Il Piano Mattei spiegato bene

Il Piano Mattei prende il nome da Enrico Mattei, fondatore dell’ENI e figura centrale nella politica estera italiana del dopoguerra. Negli anni ’50, Mattei fece irruzione nei mercati petroliferi dominati dalle “Sette Sorelle” anglo-americane, offrendo ai paesi produttori condizioni più favorevoli rispetto alla formula prevalente del 50/50.

I suoi accordi, tra cui il contratto del 1957 con la Compagnia Nazionale del Petrolio Iraniana, garantivano ai governi locali una quota del 75% dei ricavi e abbinavano incentivi finanziari ad assistenza tecnica e formazione.

• **DATI**:
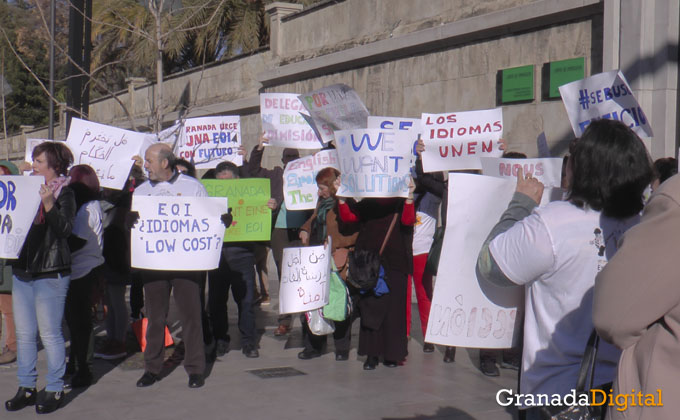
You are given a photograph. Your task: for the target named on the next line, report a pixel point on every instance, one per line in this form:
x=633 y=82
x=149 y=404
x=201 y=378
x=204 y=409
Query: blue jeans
x=39 y=307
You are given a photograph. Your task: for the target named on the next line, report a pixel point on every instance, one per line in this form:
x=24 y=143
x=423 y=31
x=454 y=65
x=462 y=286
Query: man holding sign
x=164 y=181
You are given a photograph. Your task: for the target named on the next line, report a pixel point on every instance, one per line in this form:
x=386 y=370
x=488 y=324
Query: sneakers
x=112 y=350
x=7 y=356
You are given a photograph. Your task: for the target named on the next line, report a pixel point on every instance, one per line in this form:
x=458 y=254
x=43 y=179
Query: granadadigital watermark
x=594 y=397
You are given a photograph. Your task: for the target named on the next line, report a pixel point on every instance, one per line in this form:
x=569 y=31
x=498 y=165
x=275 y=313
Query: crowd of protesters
x=77 y=253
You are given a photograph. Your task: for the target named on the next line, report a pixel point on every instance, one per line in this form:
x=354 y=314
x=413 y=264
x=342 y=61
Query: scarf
x=320 y=221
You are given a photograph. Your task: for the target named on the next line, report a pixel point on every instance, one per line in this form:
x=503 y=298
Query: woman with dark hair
x=323 y=223
x=383 y=315
x=557 y=250
x=41 y=278
x=86 y=258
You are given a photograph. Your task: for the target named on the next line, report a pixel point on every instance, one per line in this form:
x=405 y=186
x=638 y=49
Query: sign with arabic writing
x=108 y=150
x=304 y=278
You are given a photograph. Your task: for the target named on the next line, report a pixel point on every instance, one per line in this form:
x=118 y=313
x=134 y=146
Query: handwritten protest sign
x=177 y=233
x=283 y=123
x=466 y=312
x=304 y=279
x=604 y=95
x=19 y=202
x=374 y=163
x=108 y=150
x=207 y=141
x=299 y=179
x=411 y=125
x=248 y=201
x=547 y=170
x=336 y=107
x=457 y=140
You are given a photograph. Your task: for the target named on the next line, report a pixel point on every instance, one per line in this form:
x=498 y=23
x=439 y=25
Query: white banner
x=108 y=150
x=466 y=312
x=299 y=179
x=374 y=163
x=604 y=95
x=546 y=170
x=282 y=123
x=177 y=233
x=19 y=202
x=333 y=108
x=207 y=141
x=457 y=140
x=304 y=278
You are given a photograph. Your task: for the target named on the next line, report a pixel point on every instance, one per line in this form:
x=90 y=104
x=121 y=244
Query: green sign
x=248 y=202
x=517 y=84
x=563 y=72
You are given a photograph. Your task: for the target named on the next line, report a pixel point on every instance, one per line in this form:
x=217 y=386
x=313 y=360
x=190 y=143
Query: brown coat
x=637 y=307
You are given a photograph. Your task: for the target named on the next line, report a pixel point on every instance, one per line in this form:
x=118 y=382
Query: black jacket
x=46 y=247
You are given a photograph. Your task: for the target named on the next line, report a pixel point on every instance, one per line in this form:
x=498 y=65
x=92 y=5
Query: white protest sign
x=411 y=125
x=466 y=312
x=336 y=107
x=299 y=179
x=282 y=123
x=207 y=141
x=108 y=150
x=547 y=170
x=19 y=202
x=177 y=233
x=304 y=278
x=604 y=95
x=457 y=140
x=374 y=163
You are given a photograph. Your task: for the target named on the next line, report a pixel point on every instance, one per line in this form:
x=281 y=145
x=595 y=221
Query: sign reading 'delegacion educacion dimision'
x=177 y=233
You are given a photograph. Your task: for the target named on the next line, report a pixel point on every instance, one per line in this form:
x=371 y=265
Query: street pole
x=50 y=129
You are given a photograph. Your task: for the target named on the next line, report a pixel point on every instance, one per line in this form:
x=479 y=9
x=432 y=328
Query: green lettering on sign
x=248 y=202
x=563 y=72
x=517 y=84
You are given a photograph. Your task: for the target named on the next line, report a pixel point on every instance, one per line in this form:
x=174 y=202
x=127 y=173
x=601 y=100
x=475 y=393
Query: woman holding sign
x=41 y=278
x=385 y=224
x=557 y=250
x=324 y=223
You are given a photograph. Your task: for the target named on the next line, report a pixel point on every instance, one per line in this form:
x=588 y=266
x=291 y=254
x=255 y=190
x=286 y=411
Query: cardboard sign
x=336 y=107
x=207 y=141
x=283 y=123
x=466 y=312
x=19 y=203
x=457 y=140
x=374 y=163
x=304 y=278
x=177 y=233
x=248 y=201
x=108 y=150
x=548 y=171
x=604 y=95
x=299 y=179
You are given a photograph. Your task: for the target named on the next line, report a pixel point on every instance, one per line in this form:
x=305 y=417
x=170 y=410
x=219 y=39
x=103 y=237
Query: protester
x=383 y=316
x=164 y=181
x=86 y=260
x=556 y=252
x=323 y=223
x=9 y=352
x=236 y=272
x=40 y=282
x=285 y=232
x=636 y=306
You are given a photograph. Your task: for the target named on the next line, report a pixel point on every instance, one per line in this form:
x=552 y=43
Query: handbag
x=336 y=310
x=579 y=412
x=435 y=251
x=5 y=277
x=364 y=265
x=319 y=325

• **CONSEGNA**: Dal testo sul Piano Mattei, elenca tutto ciò che gli accordi di Mattei, come quello del 1957, offrivano ai governi locali. I record provengono da una fonte diversa.

• **SOLUZIONE**:
- Una quota del 75% dei ricavi
- Incentivi finanziari
- Assistenza tecnica
- Formazione